*Given exercise*
Rewrite the data below as a numbered list, covering only the span from the line with "Note: pick out each instance of the white metal" to the line with "Note: pick out each instance of the hair", both included, and leave out any blank lines.

________

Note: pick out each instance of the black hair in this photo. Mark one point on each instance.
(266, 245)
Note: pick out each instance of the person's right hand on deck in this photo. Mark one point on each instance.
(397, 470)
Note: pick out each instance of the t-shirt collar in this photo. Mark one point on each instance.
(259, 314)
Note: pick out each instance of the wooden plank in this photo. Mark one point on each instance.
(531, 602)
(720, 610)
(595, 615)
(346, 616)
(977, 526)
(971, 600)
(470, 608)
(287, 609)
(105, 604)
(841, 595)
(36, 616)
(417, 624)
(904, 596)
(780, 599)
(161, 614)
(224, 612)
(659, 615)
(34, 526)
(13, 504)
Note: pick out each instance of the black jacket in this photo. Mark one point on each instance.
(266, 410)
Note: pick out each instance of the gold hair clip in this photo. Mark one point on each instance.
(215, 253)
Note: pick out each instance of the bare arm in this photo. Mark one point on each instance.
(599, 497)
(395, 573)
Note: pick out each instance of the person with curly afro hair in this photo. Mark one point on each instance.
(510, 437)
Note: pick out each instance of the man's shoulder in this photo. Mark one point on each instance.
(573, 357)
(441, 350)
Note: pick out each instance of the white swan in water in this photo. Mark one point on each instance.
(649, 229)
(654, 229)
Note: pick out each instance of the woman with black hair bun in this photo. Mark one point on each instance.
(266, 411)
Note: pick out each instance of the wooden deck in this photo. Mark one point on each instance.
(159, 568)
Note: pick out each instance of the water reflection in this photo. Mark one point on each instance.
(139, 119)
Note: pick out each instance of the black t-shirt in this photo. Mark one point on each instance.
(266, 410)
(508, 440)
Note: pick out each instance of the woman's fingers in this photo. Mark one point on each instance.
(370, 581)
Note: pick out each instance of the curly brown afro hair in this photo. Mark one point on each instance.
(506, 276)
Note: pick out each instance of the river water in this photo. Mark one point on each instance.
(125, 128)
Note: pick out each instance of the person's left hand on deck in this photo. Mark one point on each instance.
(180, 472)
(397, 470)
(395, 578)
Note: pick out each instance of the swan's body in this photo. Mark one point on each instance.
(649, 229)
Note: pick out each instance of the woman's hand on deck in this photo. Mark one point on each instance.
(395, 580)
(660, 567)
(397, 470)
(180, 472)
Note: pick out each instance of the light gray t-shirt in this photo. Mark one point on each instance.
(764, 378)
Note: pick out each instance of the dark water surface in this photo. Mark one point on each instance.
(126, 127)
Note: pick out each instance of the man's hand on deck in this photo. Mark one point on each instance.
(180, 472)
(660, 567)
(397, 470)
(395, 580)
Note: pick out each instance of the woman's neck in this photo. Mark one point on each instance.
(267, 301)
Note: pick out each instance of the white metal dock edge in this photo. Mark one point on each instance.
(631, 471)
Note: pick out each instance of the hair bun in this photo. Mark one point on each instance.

________

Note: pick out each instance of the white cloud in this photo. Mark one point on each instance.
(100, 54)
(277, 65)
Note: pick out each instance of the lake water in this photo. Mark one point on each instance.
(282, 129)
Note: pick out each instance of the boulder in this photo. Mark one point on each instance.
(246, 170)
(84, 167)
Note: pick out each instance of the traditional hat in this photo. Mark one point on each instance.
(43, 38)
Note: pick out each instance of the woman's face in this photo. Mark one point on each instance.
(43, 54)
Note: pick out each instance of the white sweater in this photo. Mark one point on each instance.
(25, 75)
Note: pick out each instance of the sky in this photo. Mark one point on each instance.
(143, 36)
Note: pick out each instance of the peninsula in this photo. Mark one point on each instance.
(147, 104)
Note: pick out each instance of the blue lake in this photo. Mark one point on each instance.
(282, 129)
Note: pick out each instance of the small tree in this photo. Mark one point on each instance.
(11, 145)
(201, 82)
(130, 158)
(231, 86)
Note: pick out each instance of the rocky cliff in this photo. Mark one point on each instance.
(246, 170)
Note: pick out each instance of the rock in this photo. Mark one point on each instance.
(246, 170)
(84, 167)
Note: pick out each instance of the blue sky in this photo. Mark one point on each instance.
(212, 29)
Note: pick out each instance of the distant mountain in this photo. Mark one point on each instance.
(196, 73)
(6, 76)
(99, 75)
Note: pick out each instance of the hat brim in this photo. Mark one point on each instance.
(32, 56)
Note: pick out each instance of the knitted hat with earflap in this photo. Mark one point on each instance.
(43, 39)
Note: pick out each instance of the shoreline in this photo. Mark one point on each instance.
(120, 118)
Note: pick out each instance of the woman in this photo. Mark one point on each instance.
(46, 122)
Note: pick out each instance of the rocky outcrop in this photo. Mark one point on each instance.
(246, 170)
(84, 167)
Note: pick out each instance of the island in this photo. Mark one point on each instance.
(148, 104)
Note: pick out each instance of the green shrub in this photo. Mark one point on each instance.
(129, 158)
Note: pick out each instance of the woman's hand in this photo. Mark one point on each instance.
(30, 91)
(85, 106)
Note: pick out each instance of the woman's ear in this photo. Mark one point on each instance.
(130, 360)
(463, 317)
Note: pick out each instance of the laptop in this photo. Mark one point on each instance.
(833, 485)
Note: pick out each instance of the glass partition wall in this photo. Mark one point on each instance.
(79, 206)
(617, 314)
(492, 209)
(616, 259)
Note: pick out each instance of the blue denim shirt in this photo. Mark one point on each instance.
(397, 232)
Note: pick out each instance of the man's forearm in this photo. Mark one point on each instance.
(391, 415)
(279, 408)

________

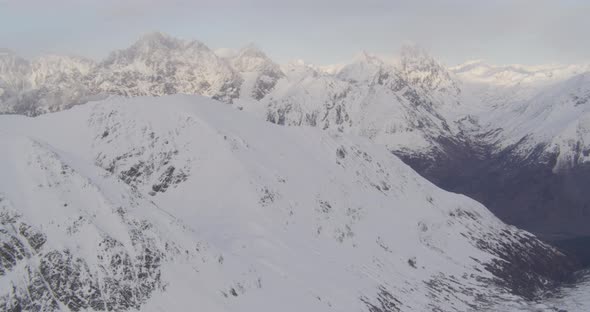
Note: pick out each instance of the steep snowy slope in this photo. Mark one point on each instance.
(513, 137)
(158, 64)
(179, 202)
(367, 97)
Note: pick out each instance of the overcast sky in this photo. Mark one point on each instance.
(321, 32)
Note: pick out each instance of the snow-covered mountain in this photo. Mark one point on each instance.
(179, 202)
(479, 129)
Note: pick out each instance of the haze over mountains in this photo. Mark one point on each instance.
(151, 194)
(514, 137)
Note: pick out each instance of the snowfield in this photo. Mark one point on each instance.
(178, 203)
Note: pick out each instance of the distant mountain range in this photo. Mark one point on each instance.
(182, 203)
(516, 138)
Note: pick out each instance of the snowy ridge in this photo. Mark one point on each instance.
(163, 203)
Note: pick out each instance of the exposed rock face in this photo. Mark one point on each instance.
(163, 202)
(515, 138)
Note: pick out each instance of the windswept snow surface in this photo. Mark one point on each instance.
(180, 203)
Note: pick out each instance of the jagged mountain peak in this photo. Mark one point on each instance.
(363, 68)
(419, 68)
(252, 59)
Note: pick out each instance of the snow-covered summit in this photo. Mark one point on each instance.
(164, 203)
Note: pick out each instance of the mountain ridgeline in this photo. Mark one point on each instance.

________

*Answer for this exercise*
1. Note: pick out each instance of the white metal dock edge in this photo. Mark one point on each instance.
2. (631, 471)
3. Note: pick out each instance of the hair bun in this photo. Mark one point on each instance.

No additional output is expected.